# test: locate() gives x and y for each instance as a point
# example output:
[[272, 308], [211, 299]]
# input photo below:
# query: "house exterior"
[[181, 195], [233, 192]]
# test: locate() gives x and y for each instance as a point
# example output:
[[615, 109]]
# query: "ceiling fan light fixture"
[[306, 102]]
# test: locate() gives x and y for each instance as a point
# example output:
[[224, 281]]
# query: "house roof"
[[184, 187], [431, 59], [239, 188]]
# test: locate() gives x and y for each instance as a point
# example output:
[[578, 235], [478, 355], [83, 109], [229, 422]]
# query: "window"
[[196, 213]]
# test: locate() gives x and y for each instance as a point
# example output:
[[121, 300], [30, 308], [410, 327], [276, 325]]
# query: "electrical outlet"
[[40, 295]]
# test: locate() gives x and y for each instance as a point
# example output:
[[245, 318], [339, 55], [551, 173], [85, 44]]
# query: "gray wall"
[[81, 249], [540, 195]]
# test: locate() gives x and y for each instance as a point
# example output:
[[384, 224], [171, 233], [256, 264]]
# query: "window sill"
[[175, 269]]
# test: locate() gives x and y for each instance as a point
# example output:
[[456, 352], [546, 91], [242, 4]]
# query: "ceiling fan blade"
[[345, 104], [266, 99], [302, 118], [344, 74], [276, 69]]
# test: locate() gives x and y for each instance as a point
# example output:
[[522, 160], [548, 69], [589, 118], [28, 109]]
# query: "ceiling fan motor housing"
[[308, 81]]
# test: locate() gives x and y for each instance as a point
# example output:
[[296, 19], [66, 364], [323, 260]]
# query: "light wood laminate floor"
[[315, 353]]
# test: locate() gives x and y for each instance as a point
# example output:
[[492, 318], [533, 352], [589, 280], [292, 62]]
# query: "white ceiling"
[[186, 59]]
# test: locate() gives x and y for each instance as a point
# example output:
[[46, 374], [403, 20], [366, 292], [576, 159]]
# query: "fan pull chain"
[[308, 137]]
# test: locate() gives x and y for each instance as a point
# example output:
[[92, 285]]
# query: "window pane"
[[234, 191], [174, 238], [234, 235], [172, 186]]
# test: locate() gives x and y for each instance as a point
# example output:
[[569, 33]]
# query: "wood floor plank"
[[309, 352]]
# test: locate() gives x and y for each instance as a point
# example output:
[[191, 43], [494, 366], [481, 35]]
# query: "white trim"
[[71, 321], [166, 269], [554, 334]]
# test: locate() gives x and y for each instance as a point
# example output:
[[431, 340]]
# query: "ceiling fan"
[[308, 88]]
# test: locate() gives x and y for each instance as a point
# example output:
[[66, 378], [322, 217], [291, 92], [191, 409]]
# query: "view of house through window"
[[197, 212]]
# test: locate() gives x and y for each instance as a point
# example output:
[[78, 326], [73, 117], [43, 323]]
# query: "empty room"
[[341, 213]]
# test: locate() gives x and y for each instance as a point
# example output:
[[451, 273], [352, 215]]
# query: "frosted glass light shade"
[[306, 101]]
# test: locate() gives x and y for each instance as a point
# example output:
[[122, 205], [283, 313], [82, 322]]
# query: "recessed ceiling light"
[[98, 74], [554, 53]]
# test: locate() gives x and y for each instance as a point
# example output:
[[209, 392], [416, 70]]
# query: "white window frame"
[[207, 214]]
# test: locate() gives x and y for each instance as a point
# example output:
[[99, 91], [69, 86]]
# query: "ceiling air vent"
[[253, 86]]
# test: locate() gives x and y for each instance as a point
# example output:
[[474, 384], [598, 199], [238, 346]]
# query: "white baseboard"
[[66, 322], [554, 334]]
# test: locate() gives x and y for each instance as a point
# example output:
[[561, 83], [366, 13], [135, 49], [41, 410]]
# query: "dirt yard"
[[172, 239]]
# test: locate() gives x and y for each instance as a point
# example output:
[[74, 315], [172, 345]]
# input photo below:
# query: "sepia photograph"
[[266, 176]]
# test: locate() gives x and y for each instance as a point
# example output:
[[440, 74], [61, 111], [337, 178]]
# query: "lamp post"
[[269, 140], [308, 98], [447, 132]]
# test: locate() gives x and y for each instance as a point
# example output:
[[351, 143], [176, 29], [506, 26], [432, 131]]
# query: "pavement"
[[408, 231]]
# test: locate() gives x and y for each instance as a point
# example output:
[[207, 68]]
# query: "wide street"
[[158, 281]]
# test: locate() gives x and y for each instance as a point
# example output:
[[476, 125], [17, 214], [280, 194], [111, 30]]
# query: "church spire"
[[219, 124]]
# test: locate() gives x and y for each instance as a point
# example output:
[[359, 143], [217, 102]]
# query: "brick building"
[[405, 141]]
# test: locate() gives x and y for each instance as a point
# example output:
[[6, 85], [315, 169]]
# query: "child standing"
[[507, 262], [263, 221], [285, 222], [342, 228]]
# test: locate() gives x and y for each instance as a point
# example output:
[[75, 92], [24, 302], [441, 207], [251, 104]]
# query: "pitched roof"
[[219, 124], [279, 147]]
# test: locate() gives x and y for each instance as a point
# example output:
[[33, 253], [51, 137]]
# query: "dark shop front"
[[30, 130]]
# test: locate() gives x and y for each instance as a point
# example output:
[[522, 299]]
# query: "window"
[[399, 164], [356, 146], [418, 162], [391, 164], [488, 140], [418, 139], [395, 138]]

GOAL: Render the lines above as a numbered list, omitting any blank lines.

THE SOLUTION:
1. # test: locate() gives x and y for each instance as a point
2. # example output:
3. [[272, 308], [211, 299]]
4. # input photo below:
5. # query: "house exterior"
6. [[181, 195], [233, 192]]
7. # test: locate() gives x and y for each instance as a point
8. # example output:
9. [[615, 109]]
10. # query: "ceiling fan light fixture"
11. [[306, 102]]
12. # test: locate() gives x and y for each instance as a point
13. # example output:
14. [[224, 281]]
15. # query: "house roof"
16. [[184, 187], [431, 59], [239, 188]]
17. # test: locate() gives x and y for each instance as a point
18. # example output:
19. [[578, 235], [478, 355], [83, 109], [229, 422]]
20. # query: "window"
21. [[196, 213]]
22. # test: locate() gives x and y for each instance as a point
23. # example output:
24. [[121, 300], [30, 308], [410, 327], [276, 325]]
25. # query: "electrical outlet"
26. [[40, 295]]
27. # test: locate() gives x and y for each instance as a point
28. # example output:
29. [[245, 318], [339, 55], [551, 173], [85, 44]]
30. # query: "gray wall"
31. [[81, 249], [540, 195]]
32. # test: locate() gives x and y for each instance as a point
33. # example output:
34. [[384, 224], [171, 233], [256, 264]]
35. # query: "window sill"
36. [[175, 269]]
37. # test: locate() gives x and y for each instance as a point
38. # example output:
39. [[456, 352], [546, 91], [242, 4]]
40. # query: "ceiling fan blade"
41. [[345, 104], [266, 99], [302, 118], [344, 74], [276, 69]]
42. # test: locate() gives x and y for each instance as a point
43. # example output:
44. [[522, 160], [548, 69], [589, 118], [28, 109]]
45. # query: "ceiling fan motor housing"
46. [[308, 81]]
47. # test: locate() gives x and y for each instance as a point
48. # example output:
49. [[296, 19], [66, 364], [323, 260]]
50. # query: "light wood laminate floor"
51. [[315, 353]]
52. # test: locate() gives x and y for each instance as a point
53. # example output:
54. [[492, 318], [533, 352], [589, 280], [292, 62]]
55. # query: "white ceiling"
56. [[186, 59]]
57. # test: locate() gives x and y for each instance as a point
58. # example output:
59. [[46, 374], [403, 20], [366, 292], [576, 159]]
60. # query: "fan pull chain"
61. [[308, 137]]
62. # test: locate() gives x and y for each instance as a point
63. # example output:
64. [[92, 285]]
65. # query: "window pane"
66. [[234, 191], [174, 238], [234, 235], [172, 186]]
67. # test: locate() gives x and y for each instance as a point
68. # example output:
69. [[569, 33]]
70. # query: "wood floor plank"
71. [[309, 352]]
72. # test: locate() gives x and y for each instance as a point
73. # example output:
74. [[191, 43], [494, 366], [481, 35]]
75. # query: "white trim"
76. [[71, 321], [166, 269], [554, 334]]
77. # test: locate() gives x and y for each instance as a point
78. # example output:
79. [[431, 340]]
80. # query: "ceiling fan"
81. [[308, 88]]
82. # test: locate() gives x and y for each instance as a point
83. # example output:
84. [[66, 378], [322, 217], [291, 92], [191, 409]]
85. # query: "view of house through window"
86. [[197, 212]]
87. # test: locate() gives x and y for each instance as a point
88. # example output:
89. [[78, 326], [73, 117], [43, 323]]
90. # query: "empty room"
91. [[341, 213]]
92. # test: locate() gives x and y for each instance as a point
93. # example output:
94. [[451, 273], [352, 215]]
95. # query: "frosted glass light shade"
96. [[306, 101]]
97. # test: locate() gives x and y for each instance as a point
98. # example output:
99. [[122, 205], [283, 313], [82, 322]]
100. # query: "recessed ceiling light"
101. [[98, 74], [554, 53]]
102. # test: locate() gives x and y for each instance as a point
103. # example output:
104. [[209, 392], [416, 70]]
105. # query: "white window frame"
106. [[207, 214]]
107. # test: locate() gives x and y for each instance as a point
108. # example output:
109. [[99, 91], [69, 86]]
110. # query: "ceiling air vent"
111. [[253, 86]]
112. # test: locate() gives x and y for each instance as a point
113. # example output:
114. [[474, 384], [598, 199], [238, 346]]
115. # query: "white baseboard"
116. [[66, 322], [554, 334]]
117. # test: locate() gives x and y for each instance as a point
118. # example output:
119. [[561, 83], [366, 13], [135, 49], [41, 410]]
120. # query: "dirt yard"
121. [[172, 239]]
122. # test: locate() gives x and y for each instance as a point
123. # example output:
124. [[74, 315], [172, 345]]
125. # input photo below:
126. # query: "sepia photograph"
127. [[266, 176]]
128. # test: locate() gives x and y for each instance as a point
129. # example output:
130. [[440, 74], [61, 111], [337, 178]]
131. # query: "lamp post"
132. [[269, 140], [308, 98], [447, 132]]
133. # test: locate() gives x and y for each instance as a point
134. # example output:
135. [[351, 143], [176, 29], [506, 26], [432, 131]]
136. # query: "pavement"
137. [[408, 231]]
138. # test: locate() gives x and y for each instance as a point
139. # example output:
140. [[207, 68]]
141. # query: "wide street"
142. [[158, 281]]
143. # test: locate() gives x and y for each instance as a point
144. # example output:
145. [[476, 125], [17, 214], [280, 194], [111, 30]]
146. # query: "church spire"
147. [[219, 124]]
148. # test: locate() gives x and y for each instance as a point
149. # example output:
150. [[359, 143], [217, 102]]
151. # query: "brick building"
152. [[405, 141]]
153. # test: locate() gives x and y for each instance as a point
154. # example output:
155. [[6, 85], [315, 169]]
156. # query: "child standing"
157. [[507, 262], [263, 221], [285, 222], [342, 228]]
158. # test: locate() gives x and y for each instance as a point
159. # example output:
160. [[75, 92], [24, 302], [441, 207], [251, 104]]
161. # query: "pitched roof"
162. [[219, 124], [279, 147]]
163. # test: locate() gives x and y for each instance as a point
164. # example output:
165. [[33, 253], [51, 137]]
166. # query: "dark shop front"
167. [[30, 130]]
168. # test: locate() gives x and y for each instance as a point
169. # example output:
170. [[522, 299]]
171. # query: "window"
172. [[399, 164], [356, 146], [418, 162], [391, 164], [488, 140], [418, 139], [395, 138]]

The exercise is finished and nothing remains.